ACTION ITEM »
Retype the data exactly, leaving nothing out.

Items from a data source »
———

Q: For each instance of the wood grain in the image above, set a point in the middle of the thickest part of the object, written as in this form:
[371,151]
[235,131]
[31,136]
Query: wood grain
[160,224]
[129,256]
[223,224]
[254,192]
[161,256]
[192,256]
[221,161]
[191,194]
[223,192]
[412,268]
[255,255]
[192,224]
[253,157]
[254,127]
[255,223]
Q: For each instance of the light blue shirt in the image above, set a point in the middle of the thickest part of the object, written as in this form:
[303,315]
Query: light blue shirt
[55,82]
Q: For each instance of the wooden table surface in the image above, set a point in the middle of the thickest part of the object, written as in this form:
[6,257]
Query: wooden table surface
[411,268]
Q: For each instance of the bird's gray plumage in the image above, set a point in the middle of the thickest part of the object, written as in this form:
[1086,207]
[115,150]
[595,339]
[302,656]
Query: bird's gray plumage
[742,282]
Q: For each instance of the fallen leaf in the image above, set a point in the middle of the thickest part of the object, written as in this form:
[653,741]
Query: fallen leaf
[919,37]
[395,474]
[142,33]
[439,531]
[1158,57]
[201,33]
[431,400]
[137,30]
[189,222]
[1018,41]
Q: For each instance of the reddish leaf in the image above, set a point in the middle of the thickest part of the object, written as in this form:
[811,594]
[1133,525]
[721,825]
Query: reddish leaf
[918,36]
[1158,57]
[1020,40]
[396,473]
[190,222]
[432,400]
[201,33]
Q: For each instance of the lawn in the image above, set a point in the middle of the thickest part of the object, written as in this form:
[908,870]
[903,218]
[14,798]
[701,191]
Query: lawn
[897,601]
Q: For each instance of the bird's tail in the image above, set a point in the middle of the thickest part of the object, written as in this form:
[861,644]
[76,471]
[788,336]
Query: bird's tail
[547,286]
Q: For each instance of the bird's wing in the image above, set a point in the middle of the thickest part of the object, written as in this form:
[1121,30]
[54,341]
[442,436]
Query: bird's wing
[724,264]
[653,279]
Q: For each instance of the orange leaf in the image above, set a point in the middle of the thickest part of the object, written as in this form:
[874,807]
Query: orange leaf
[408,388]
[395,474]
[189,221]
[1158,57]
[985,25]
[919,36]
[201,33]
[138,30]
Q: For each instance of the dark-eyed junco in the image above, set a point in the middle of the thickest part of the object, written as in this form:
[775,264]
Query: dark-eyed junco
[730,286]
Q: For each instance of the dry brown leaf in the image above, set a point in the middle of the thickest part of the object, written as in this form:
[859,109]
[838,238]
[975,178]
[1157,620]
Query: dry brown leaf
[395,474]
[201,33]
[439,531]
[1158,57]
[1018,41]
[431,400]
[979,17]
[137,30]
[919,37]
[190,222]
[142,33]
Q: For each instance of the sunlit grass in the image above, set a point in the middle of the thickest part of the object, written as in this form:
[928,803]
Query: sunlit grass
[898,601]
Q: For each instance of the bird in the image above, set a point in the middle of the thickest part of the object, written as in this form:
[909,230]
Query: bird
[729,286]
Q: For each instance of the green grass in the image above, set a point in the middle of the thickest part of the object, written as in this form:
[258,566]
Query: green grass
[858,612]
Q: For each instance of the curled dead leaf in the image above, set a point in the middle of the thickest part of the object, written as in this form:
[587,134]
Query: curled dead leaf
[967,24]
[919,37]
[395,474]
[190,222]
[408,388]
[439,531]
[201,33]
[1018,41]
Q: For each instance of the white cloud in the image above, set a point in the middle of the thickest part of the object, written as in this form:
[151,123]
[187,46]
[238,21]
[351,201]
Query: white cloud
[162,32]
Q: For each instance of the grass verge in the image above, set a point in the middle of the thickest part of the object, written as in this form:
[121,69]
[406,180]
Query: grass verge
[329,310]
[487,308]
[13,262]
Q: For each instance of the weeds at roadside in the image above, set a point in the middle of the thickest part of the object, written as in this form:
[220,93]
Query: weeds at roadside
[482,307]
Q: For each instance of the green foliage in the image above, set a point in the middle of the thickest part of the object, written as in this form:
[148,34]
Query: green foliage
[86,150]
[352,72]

———

EXERCISE RESPONSE »
Q: For each instance of the wood grain in the image above, set a point in the middle of the thickest part of the object, written as in this form:
[371,151]
[235,131]
[31,136]
Query: wood grain
[160,224]
[129,256]
[223,224]
[254,192]
[161,256]
[192,256]
[221,161]
[191,194]
[223,192]
[412,268]
[255,255]
[192,224]
[253,157]
[254,127]
[255,223]
Q: For each instance of the light blue shirt in the image above, set a point in the middle of the thickest part of the object, written as in this form:
[303,315]
Query: light blue shirt
[55,82]
Q: For each instance of the wooden table surface in the image above, set a point in the middle of the thickest part of the object, written as in this form:
[6,257]
Query: wooden table surface
[411,268]
Q: For each instance of the bird's gray plumage in the image above, set a point in the middle of the thickest part of the object, written as in this form:
[1086,207]
[115,150]
[595,339]
[302,656]
Query: bird's gray plumage
[742,282]
Q: For each instance of the fallen leaf in the image above, set a point in the middle of the thickest part of the object, written as in this form:
[653,741]
Query: fallen leaf
[919,37]
[395,474]
[142,33]
[439,531]
[1158,57]
[201,33]
[431,400]
[137,30]
[189,222]
[1018,41]
Q: For each instance of the reddish leaf in the image above, set a point in the middle of the thickest part of the object, written as in this form:
[811,594]
[1133,525]
[721,825]
Query: reddish leaf
[918,36]
[1158,57]
[1020,40]
[396,473]
[190,222]
[432,400]
[201,33]
Q: For each instance of the lawn in the image above, set a point in the middle of the thickest part of the object, written as in this form:
[908,870]
[903,218]
[14,798]
[701,191]
Query: lawn
[897,601]
Q: For each instance of the bird's tail in the image above, set a point in the middle of the thickest part of the object, written as in this form:
[861,644]
[76,471]
[788,336]
Query: bird's tail
[547,286]
Q: For each instance of the bird's wing in the image above, set a point in the middle of the thickest part of the object, written as in this form:
[1121,30]
[54,341]
[442,436]
Query: bird's wing
[724,264]
[653,279]
Q: For each instance of the orange leaf in the image above, set a point in the middle of the thickest part of the object, written as in this form:
[874,807]
Query: orange leaf
[408,388]
[395,474]
[189,221]
[1158,57]
[985,25]
[919,36]
[201,33]
[138,30]
Q: For each instance of the dark-eyed junco in the image above, set a point in the middle of the thickest part of the object, written as in this form:
[775,264]
Query: dark-eyed junco
[730,286]
Q: For each instance of the dry brown leaf in the image above, set a point in the middle of the thickest part of the object, written as in this form:
[859,109]
[838,238]
[975,178]
[1157,620]
Query: dry brown leaf
[395,474]
[201,33]
[439,531]
[1158,57]
[1018,41]
[431,400]
[979,17]
[137,30]
[919,37]
[190,222]
[142,33]
Q: For each instance of the sunlit grass in the image above, set a point in the middle of the thickest part of the object, written as in this form:
[928,803]
Query: sunlit grass
[898,601]
Q: For each instance of the bird in the image above, set a point in the middle of the thickest part of the object, written as in this form:
[909,230]
Query: bird
[729,286]
Q: For each instance of the green grass in the image above, set a point in the middle of the thickest part of the object, written as in this form:
[258,566]
Query: green grass
[858,612]
Q: For each instance of the curled dead leaf in the image above, set a point in the middle of the thickest part of the object, written as in this form:
[587,134]
Query: curled dead leaf
[967,24]
[919,37]
[395,474]
[190,222]
[408,388]
[439,531]
[201,33]
[1018,41]
Q: For each instance of the white cloud in the image above, set a point in the middle of the thickest part of the object, written as in this form:
[151,123]
[187,46]
[238,21]
[351,201]
Query: white cloud
[162,32]
Q: For each instance of the grass verge in the image above, set a point in the middle of the thickest part of the object, written as in this form:
[121,69]
[406,180]
Query: grass verge
[329,310]
[487,308]
[13,262]
Q: For each instance of the weeds at roadside in the image above, set a point in the middle of the thickest part of the object, written as in this form:
[220,93]
Query: weeds at roadside
[482,307]
Q: For each instance of the green foliage in the image above, set a point in the middle of the thickest part of the object, written as in this form:
[148,34]
Query: green foliage
[86,150]
[352,72]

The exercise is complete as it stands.